[BEGIN Records for the task]

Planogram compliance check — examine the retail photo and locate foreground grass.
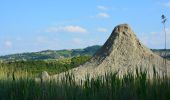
[0,72,170,100]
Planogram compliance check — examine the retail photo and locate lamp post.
[161,15,167,75]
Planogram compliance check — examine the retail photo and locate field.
[0,57,170,100]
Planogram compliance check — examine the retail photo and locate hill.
[0,45,101,62]
[50,24,170,81]
[0,45,170,62]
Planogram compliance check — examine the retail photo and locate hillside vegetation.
[0,45,170,62]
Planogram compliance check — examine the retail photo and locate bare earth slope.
[50,24,170,80]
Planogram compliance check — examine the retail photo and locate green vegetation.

[END Records for the task]

» Task details
Reproduce the rows above verbatim, starting at the line that contains "bare earth slope." and stopping after the final row.

» Exercise answer
Planogram compliance check — examine the retail photo and locate bare earth slope.
[50,24,170,80]
Planogram compliance check — examine the retail photo and locate green vegetation.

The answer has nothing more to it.